Work to complete: Give as a JSON list of strings, one string per line with blank lines omitted, every line from the start of the rows down to the line containing "(1139, 287)", both included.

(Rows from a data collection)
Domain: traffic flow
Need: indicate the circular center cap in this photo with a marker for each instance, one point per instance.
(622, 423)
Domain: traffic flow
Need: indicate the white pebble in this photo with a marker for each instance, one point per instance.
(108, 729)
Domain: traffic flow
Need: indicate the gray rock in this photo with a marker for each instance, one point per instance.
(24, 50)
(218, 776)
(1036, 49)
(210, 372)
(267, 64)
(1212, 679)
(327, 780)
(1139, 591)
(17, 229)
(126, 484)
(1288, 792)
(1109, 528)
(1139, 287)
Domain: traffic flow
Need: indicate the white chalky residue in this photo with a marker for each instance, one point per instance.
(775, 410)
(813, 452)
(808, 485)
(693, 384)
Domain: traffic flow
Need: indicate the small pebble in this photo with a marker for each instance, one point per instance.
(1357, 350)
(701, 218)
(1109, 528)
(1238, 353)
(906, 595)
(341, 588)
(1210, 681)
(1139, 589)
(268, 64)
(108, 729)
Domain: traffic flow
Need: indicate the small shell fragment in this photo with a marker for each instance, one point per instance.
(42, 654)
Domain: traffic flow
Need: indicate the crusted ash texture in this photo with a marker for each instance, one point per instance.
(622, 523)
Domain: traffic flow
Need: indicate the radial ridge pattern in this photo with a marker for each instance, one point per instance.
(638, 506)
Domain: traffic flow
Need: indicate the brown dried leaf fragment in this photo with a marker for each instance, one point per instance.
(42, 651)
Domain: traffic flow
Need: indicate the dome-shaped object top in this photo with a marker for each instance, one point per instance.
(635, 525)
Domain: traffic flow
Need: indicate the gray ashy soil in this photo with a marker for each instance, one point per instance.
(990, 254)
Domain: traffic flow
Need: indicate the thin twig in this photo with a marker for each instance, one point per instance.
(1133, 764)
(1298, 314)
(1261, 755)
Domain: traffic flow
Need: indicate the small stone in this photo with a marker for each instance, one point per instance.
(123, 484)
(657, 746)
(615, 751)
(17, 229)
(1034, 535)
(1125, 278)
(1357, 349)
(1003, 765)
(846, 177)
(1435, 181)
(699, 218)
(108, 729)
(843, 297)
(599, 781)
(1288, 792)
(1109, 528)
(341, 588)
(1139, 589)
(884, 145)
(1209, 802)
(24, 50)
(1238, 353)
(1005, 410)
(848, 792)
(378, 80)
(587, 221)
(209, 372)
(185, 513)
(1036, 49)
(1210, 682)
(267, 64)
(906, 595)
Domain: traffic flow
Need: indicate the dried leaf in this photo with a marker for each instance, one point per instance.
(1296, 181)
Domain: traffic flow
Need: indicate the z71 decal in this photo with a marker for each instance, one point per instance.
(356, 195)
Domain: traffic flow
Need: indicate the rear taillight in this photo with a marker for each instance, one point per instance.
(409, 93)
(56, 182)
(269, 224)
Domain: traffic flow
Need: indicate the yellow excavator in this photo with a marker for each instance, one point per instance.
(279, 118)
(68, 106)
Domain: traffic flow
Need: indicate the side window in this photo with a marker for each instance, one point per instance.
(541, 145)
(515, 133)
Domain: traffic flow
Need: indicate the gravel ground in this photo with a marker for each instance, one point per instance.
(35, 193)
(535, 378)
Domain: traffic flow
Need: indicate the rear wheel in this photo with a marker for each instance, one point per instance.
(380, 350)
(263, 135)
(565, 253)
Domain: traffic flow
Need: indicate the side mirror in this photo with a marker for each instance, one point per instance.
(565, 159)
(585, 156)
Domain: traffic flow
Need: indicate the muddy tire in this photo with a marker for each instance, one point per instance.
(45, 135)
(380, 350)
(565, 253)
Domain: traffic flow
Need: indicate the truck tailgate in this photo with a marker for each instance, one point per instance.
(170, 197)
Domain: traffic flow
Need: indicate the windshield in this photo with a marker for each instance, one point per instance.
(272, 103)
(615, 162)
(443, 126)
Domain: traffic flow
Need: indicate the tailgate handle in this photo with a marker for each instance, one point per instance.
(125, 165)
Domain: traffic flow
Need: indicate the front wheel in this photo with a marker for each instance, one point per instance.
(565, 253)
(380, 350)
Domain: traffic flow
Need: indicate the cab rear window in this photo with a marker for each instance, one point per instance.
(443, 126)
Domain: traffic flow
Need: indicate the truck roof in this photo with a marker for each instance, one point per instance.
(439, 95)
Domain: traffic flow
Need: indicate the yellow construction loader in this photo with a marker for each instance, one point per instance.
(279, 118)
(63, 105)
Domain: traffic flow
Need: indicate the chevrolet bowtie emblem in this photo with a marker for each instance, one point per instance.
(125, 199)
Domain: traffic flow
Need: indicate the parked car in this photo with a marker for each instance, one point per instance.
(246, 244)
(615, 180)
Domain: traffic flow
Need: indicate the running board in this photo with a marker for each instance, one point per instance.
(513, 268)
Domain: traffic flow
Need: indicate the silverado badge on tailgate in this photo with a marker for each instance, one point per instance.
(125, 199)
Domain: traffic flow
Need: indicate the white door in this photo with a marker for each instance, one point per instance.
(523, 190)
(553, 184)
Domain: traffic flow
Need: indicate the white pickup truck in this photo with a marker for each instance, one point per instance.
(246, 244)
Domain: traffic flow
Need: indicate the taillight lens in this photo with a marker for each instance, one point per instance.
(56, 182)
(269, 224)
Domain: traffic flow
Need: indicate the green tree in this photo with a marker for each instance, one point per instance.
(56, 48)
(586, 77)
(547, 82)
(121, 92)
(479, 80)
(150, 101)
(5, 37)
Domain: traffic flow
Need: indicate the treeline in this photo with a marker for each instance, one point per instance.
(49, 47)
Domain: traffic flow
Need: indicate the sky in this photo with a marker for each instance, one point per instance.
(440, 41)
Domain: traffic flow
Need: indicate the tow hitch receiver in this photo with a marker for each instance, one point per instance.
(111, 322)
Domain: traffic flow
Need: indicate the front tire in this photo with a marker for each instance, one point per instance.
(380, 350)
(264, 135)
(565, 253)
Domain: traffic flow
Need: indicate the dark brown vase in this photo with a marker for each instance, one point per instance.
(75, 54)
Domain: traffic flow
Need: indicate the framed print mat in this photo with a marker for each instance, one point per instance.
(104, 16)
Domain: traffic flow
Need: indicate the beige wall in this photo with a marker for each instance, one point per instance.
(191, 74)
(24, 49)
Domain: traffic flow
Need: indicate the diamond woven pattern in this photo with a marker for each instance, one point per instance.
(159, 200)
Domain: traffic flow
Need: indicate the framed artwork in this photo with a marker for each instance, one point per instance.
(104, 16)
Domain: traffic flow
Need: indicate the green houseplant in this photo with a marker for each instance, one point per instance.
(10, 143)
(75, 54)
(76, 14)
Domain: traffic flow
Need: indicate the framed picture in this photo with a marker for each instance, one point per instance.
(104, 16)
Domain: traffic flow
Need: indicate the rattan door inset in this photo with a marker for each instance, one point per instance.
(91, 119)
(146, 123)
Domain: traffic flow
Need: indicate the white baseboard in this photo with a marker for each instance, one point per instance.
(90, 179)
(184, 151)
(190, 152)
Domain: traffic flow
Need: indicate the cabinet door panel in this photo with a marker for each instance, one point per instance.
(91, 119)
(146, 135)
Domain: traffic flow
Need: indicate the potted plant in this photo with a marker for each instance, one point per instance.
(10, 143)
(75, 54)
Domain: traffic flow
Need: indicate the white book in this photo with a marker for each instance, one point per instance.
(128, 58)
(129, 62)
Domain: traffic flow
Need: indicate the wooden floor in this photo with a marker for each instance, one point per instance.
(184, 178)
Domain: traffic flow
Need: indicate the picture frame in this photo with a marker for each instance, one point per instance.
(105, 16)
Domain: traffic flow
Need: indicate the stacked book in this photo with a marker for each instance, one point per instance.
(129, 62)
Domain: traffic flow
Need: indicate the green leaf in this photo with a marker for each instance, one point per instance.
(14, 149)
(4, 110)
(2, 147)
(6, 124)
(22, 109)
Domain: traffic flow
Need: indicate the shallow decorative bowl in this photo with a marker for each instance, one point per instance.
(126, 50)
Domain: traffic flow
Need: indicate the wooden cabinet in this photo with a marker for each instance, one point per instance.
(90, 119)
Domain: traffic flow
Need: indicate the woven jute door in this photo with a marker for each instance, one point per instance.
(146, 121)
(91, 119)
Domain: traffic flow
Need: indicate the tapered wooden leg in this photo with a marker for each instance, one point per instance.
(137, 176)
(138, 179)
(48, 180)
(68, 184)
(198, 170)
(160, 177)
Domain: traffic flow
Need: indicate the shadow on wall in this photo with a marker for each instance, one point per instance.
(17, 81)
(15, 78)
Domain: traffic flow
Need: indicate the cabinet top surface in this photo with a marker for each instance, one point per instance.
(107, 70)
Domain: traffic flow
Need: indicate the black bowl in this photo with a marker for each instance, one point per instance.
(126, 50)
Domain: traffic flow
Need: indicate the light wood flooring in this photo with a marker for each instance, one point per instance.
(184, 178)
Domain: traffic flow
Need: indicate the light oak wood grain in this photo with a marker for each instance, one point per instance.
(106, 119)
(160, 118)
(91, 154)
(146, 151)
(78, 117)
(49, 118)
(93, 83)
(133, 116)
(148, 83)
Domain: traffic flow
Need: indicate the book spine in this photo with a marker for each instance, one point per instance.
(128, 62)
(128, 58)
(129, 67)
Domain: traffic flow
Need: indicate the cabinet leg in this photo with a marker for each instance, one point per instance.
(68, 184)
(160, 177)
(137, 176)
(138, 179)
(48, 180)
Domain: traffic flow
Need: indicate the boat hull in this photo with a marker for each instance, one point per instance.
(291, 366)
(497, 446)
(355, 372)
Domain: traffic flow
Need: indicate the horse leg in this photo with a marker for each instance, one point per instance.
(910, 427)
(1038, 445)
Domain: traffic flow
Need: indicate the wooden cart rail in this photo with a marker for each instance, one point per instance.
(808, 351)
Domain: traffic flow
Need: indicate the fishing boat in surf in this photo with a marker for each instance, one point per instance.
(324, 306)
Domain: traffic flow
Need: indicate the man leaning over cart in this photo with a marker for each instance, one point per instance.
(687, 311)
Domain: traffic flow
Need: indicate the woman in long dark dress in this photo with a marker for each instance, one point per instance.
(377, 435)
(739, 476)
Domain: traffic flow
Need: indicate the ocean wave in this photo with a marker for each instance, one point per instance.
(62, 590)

Completed task:
[
  "Domain: traffic flow",
  "Need: indicate the circular center cap in this photo with a marker for each instance, one point per instance.",
  "(622, 423)",
  "Domain: traffic flow",
  "Need: indicate the white pebble in this photo with a marker for each instance, one point per instance.",
  "(108, 729)",
  "Domain: traffic flow",
  "Need: indicate the gray rock in this photo with a marker for each instance, one point per instance.",
  "(24, 50)",
  "(218, 776)",
  "(1036, 49)",
  "(210, 372)",
  "(267, 64)",
  "(1212, 679)",
  "(327, 780)",
  "(1139, 591)",
  "(17, 229)",
  "(126, 484)",
  "(1288, 792)",
  "(1109, 528)",
  "(1139, 287)"
]